After (A-9), the author stated that by substituting A-6, A-8 and A-9 into equation A-4 we obtain a linear tridiagonal system which is easily solved for $∆W_i^m$ at m =1, 2,… Could anyone please help me at this step?

The governing equation:

$\frac{∂q}{∂x}+\frac{2hC}{\sqrt{t-τ(x)}}+\frac{∂A}{∂t}=0, 0<x<L (A-1)$

$q(0,t)=q_i (A-2)$

$\frac{∆t_m}{2}\frac{∂}{∂x}({q^{m+1}+q^m})+[{\frac{4hC}{\sqrt{t-τ(x)}}+A}]_{t_m}^{t_{m+1}} =0 (A-3)$

$∆t_m=t_{m+1}-t_m, q^m=q(x,t_m)$

Integration A-3 with respect to x from $x_{i-1/2}$ to $x_{i+1/2}$ (with the use of $A=π/4 Wh$):

$\frac{∆t_m}{2∆x}(q_{i+1/2}^{m+1}-q_{i-1/2}^{m+1}+q_{i+1/2}^m-q_{i-1/2}^m )+4hC(\sqrt{t_{m+1}-τ_i}-\sqrt{t_m-τ_i})+\frac{πh}{4}(W_i^{m+1}-W_i^m)=0 (A-4)$

where:

$∆x=x_{i+1/2}-x_{i-1/2}$

$W_i^m=W(x_i,t_m)$

$x_i=\frac{1}{2}(x_{i+1/2}+x_{i-1/2})$

Take $x_{1/2}=0$ then by A-2:

$q_{1/2}^m=q_i (A-5)$

$W_i^0=0(A-6)$

$q=\frac{-πG}{256(1-ϑ)μ∆x}\frac{∂}{∂x}W^4$, by finite difference analog gives:

$q_{i+1/2}=\frac{-πG}{256(1-ϑ)μ∆x}[{(W_{i+1}^m)}^4-{(W_i^m )}^4 ] (A-7)$

$q_{i+1/2}^m=\frac{-πG}{256(1-ϑ)μ∆x}[{(W_{i+1}^m)}^4-{(W_i^m )}^4 ]$ (m was missing??)

# Work instructions
1) In the forum post on the finite-difference scheme, what expression is used for A when integrating A-3 with respect to x?
2) Carry the forum post on the finite-difference scheme forward from the point where it stops.

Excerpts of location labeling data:
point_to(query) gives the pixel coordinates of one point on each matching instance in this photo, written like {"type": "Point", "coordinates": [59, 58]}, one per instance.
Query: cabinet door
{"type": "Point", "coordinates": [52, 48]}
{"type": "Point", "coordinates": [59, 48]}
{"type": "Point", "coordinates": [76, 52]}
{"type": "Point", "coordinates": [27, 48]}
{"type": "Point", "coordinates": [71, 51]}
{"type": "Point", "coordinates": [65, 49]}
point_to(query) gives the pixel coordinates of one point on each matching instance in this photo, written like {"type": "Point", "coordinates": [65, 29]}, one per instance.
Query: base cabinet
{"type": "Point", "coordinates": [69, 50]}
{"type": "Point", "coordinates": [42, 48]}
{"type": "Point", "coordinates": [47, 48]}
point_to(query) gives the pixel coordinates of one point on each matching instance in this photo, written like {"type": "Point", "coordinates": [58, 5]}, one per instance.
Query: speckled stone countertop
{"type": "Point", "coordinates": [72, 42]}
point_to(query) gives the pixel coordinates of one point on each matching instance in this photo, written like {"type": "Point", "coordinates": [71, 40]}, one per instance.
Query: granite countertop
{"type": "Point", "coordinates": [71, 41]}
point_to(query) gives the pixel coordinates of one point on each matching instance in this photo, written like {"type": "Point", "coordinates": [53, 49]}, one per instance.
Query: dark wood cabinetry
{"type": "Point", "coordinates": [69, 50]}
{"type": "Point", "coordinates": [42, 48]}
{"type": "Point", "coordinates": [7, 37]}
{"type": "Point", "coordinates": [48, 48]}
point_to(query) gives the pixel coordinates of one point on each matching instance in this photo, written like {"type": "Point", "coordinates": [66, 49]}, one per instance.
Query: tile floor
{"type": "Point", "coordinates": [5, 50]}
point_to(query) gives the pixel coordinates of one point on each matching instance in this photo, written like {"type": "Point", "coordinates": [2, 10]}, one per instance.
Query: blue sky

# Answers to the exercises
1) A = π/4 Wh

2)
Take:

$W_i^{m+1}=W_i^m+∆W_i^m (A-8)$

${(W_i^{m+1} )}^4={(W_i^m)}^4+4{(W_i^m )}^3{∆W}_i^m (A-9)$

This is what I get after substituting A-7 into A-4:

$\frac{πG∆t_m}{256(1-ϑ)μ}[{(W_{i+1}^m)}^4-2{(W_i^m)}^4+{(W_{i-1}^m)}^4+2{(W_{i+1}^m)}^3{∆W}_{i+1}^m-4{(W_i^m)}^3{∆W}_i^m+2{(W_{i-1}^m)}^3{∆W}_{i-1}^m]+4hC\sqrt{t_{m+1}-τ_i}-\sqrt{t_m-τ_i}+\frac{πh}{4}{∆W}_i^m=0 (A-10)$

How to get the linear tridiagonal system from the above equation?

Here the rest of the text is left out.